Task prompt: Every line of the data below should be printed exactly. Nothing may be dropped.

Source records
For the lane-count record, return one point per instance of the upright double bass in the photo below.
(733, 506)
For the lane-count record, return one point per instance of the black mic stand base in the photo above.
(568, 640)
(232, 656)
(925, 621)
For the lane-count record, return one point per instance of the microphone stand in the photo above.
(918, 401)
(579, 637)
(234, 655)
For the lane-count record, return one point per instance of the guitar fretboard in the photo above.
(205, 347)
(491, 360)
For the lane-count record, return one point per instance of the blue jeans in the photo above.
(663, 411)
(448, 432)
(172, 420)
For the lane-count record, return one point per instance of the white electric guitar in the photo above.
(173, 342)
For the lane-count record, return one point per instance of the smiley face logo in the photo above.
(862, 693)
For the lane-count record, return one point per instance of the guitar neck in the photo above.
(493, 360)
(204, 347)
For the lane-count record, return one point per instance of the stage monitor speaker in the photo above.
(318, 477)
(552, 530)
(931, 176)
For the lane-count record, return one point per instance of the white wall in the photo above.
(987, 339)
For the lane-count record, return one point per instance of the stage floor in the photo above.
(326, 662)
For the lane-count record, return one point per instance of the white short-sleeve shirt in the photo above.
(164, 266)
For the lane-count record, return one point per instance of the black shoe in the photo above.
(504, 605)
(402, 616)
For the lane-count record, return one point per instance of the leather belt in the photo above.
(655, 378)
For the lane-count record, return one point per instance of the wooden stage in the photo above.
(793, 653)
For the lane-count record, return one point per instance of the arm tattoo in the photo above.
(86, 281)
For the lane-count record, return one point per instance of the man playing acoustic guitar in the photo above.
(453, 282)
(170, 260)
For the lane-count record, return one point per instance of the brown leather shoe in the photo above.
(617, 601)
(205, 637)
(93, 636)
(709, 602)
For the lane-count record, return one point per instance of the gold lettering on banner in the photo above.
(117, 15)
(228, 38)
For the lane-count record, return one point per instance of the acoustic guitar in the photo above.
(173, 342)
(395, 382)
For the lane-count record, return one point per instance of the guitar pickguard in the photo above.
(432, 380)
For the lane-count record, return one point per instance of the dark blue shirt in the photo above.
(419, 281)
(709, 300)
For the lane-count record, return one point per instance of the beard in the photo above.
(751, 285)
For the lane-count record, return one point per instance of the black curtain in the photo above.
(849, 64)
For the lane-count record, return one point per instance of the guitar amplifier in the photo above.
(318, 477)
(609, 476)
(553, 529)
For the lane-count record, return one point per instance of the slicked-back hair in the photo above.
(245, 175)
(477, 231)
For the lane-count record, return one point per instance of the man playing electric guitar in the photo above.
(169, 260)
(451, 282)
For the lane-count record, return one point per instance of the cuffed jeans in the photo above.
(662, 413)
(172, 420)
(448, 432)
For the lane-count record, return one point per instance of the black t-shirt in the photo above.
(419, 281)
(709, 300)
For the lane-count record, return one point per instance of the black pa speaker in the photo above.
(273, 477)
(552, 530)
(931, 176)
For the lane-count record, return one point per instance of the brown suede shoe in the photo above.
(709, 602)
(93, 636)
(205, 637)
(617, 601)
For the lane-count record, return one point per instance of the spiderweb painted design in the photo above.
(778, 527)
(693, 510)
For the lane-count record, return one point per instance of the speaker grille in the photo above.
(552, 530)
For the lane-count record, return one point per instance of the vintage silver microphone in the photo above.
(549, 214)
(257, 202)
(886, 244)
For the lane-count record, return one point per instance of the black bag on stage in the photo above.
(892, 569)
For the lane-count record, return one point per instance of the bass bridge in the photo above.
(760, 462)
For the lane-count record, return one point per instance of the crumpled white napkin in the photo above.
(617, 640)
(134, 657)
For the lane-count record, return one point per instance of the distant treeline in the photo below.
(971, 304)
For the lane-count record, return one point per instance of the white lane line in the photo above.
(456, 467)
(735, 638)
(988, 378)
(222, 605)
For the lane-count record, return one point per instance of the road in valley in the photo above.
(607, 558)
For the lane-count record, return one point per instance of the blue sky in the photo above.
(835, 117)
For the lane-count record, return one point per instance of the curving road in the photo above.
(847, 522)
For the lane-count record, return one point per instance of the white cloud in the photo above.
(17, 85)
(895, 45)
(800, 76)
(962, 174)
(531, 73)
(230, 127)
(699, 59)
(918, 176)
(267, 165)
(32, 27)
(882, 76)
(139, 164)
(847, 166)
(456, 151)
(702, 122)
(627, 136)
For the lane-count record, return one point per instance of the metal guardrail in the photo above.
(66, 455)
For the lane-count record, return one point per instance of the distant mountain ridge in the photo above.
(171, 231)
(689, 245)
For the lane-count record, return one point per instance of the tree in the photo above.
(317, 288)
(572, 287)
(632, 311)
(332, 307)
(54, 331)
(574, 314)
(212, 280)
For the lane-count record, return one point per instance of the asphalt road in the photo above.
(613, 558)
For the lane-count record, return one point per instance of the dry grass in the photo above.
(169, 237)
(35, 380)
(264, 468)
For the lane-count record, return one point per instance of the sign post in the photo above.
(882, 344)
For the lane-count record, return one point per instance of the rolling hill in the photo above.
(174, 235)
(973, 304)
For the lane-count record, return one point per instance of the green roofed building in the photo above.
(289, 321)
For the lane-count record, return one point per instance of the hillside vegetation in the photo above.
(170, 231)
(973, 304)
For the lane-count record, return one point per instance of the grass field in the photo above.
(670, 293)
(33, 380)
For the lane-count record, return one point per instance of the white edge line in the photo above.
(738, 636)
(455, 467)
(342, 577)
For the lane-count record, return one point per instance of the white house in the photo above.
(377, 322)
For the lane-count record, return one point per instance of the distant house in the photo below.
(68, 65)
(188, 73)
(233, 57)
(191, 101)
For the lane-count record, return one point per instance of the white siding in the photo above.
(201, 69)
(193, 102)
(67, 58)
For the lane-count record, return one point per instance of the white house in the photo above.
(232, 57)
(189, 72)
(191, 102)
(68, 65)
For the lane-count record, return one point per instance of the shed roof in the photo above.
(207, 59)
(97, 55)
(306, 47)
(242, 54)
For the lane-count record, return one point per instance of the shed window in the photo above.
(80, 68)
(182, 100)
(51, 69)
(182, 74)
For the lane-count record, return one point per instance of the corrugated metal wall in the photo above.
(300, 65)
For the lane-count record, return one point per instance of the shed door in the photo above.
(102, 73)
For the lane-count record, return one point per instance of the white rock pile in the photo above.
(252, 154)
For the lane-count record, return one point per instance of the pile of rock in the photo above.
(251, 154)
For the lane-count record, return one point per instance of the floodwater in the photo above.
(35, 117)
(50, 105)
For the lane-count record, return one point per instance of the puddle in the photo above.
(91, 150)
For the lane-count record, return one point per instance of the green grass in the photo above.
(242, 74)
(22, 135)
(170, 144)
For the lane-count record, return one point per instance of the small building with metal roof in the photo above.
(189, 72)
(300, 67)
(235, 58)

Your solution:
For the lane-count record, return one point per instance of the upright double bass in the photo below.
(733, 506)
For the lane-count record, return one point per instance of the black mic stand base in the photo above.
(568, 640)
(232, 656)
(925, 621)
For the lane-count record, return one point per instance of the microphone stand in the photo above.
(918, 401)
(579, 637)
(234, 655)
For the lane-count record, return one point per instance of the guitar fretboard in the photo above.
(205, 347)
(491, 360)
For the lane-count record, return one point per instance of the blue jeans in the photo above.
(663, 411)
(448, 432)
(172, 420)
For the lane-count record, return one point per instance of the white electric guitar in the photo above.
(173, 342)
For the lane-count record, return one point per instance of the smiley face logo in the photo above.
(862, 693)
For the lane-count record, return one point per instance of the guitar neck in the photo above.
(493, 360)
(204, 347)
For the lane-count record, return one point per instance of the stage monitor speaker in the photo above.
(318, 477)
(552, 530)
(931, 176)
For the lane-count record, return one point per instance of the white wall in the photo above.
(987, 339)
For the lane-count record, return one point per instance of the stage floor in the photo above.
(326, 662)
For the lane-count record, return one point per instance of the white short-sleeve shirt in the photo above.
(164, 266)
For the lane-count record, return one point per instance of the black shoe in the photo above.
(504, 605)
(402, 616)
For the lane-count record, return one point per instance of the leather belt in the photo above.
(655, 378)
For the lane-count record, return one point per instance of the wooden stage in the photo above.
(793, 653)
For the lane-count record, return one point per instance of the arm tattoo in the photo above.
(86, 281)
For the lane-count record, return one point per instance of the man playing acoustic guitar in the photo above.
(453, 282)
(170, 260)
For the lane-count record, return one point per instance of the brown leather shoe in the photo above.
(617, 601)
(205, 637)
(93, 636)
(709, 602)
For the lane-count record, return one point per instance of the gold lettering on banner in the photo above.
(117, 15)
(228, 38)
For the lane-count record, return one point per instance of the acoustic guitar in the photo above.
(173, 342)
(395, 382)
For the lane-count record, return one point per instance of the guitar pickguard in the photo above.
(432, 380)
For the lane-count record, return one point per instance of the dark blue shirt in the photo above.
(419, 281)
(709, 300)
For the lane-count record, return one point per instance of the beard in the photo above.
(751, 285)
For the lane-count record, return one point per instance of the black curtain in the photo above.
(849, 64)
For the lane-count record, return one point per instance of the guitar amplifier in the photo above.
(318, 477)
(609, 476)
(553, 529)
For the lane-count record, return one point per instance of the slicked-back hair in the photo above.
(245, 175)
(477, 231)
For the lane-count record, return one point per instance of the man playing electric guitar in the photo above.
(169, 260)
(451, 282)
For the lane-count record, return one point per instance of the cuffed jeans in the photo above.
(662, 413)
(172, 420)
(448, 432)
For the lane-count record, return one point per instance of the black t-shirt in the photo above.
(419, 281)
(709, 300)
For the lane-count record, return one point per instance of the black pa speaker in the photo above.
(273, 477)
(552, 530)
(931, 176)
For the lane-count record, return one point per instance of the brown suede shoe in the photo above.
(709, 602)
(93, 636)
(205, 637)
(617, 601)
For the lane-count record, return one point per instance of the spiderweb painted design in the photo above.
(778, 527)
(693, 510)
For the lane-count record, return one point per instance of the speaker grille in the photo above.
(552, 530)
For the lane-count record, return one point per instance of the vintage silver microphone in the photo above.
(549, 214)
(257, 202)
(886, 244)
For the lane-count record, return one point per instance of the black bag on stage in the photo above.
(892, 569)
For the lane-count record, return one point per instance of the bass bridge in the photo above.
(760, 462)
For the lane-count record, return one point per instance of the crumpled white napkin in the photo above.
(617, 640)
(134, 657)
For the lane-count record, return one point per instance of the distant treeline in the photo below.
(971, 304)
For the lane-count record, return one point per instance of the white lane line in the photo above.
(456, 467)
(735, 638)
(988, 378)
(222, 605)
For the lane-count record, return one point per instance of the road in valley in the photo above.
(607, 558)
For the lane-count record, return one point per instance of the blue sky in the photo above.
(835, 117)
For the lane-count record, return one point per instance of the curving road in the photo above.
(847, 522)
For the lane-count record, return one point per instance of the white cloud in the photo above.
(17, 85)
(895, 45)
(800, 76)
(962, 174)
(531, 73)
(230, 127)
(699, 59)
(918, 176)
(267, 165)
(32, 27)
(882, 76)
(139, 164)
(847, 166)
(456, 151)
(702, 122)
(627, 136)
For the lane-count record, return one point per instance of the metal guardrail in the photo above.
(66, 455)
For the lane-count record, return one point per instance of the distant mountain ridge in the photo above.
(171, 231)
(689, 245)
For the lane-count record, return one point per instance of the tree in the photo above.
(317, 288)
(572, 287)
(632, 311)
(332, 307)
(54, 331)
(574, 314)
(212, 280)
For the lane-count record, return one point per instance of the asphalt road in the photo above.
(613, 558)
For the lane-count record, return one point per instance of the dry grass in the photo above.
(169, 237)
(35, 380)
(264, 468)
For the lane-count record, return one point per instance of the sign post in the photo above.
(882, 344)
For the lane-count record, return one point per instance of the rolling hill in the photo above.
(174, 235)
(973, 304)
For the lane-count record, return one point per instance of the green roofed building in the photo above.
(289, 321)
For the lane-count record, return one point per instance of the hillside vegetation in the photo above.
(170, 231)
(973, 304)
For the lane-count record, return one point per instance of the grass field in the photo above.
(670, 293)
(33, 380)
For the lane-count record, return one point per instance of the white edge line in the photo above.
(738, 636)
(455, 467)
(342, 577)
For the lane-count record, return one point per instance of the white house in the photo above.
(377, 322)
For the lane-count record, return one point per instance of the distant house in the photo below.
(68, 65)
(188, 73)
(233, 57)
(191, 101)
For the lane-count record, return one point per instance of the white siding in the photo above.
(201, 69)
(193, 102)
(67, 58)
For the lane-count record, return one point per instance of the white house in the photo above.
(232, 57)
(189, 72)
(191, 102)
(68, 65)
For the lane-count record, return one point per instance of the shed roof in the photo above.
(207, 59)
(97, 55)
(306, 47)
(242, 54)
For the lane-count record, return one point per instance of the shed window in the photo above.
(80, 68)
(182, 100)
(51, 69)
(182, 74)
For the lane-count record, return one point per instance of the corrugated metal wall in the photo above.
(300, 65)
For the lane-count record, return one point per instance of the shed door in the photo above.
(102, 73)
For the lane-count record, return one point per instance of the white rock pile in the photo above.
(252, 154)
For the lane-count record, return one point per instance of the pile of rock in the photo above.
(251, 154)
For the lane-count record, return one point per instance of the floodwater in the photo above.
(35, 117)
(50, 105)
For the lane-count record, return one point per instance of the puddle in the photo above.
(91, 150)
For the lane-count record, return one point per instance of the green grass in the photo above.
(242, 74)
(22, 135)
(170, 144)
For the lane-count record, return one point per instance of the small building with metal roof in the photo above.
(189, 72)
(300, 67)
(235, 58)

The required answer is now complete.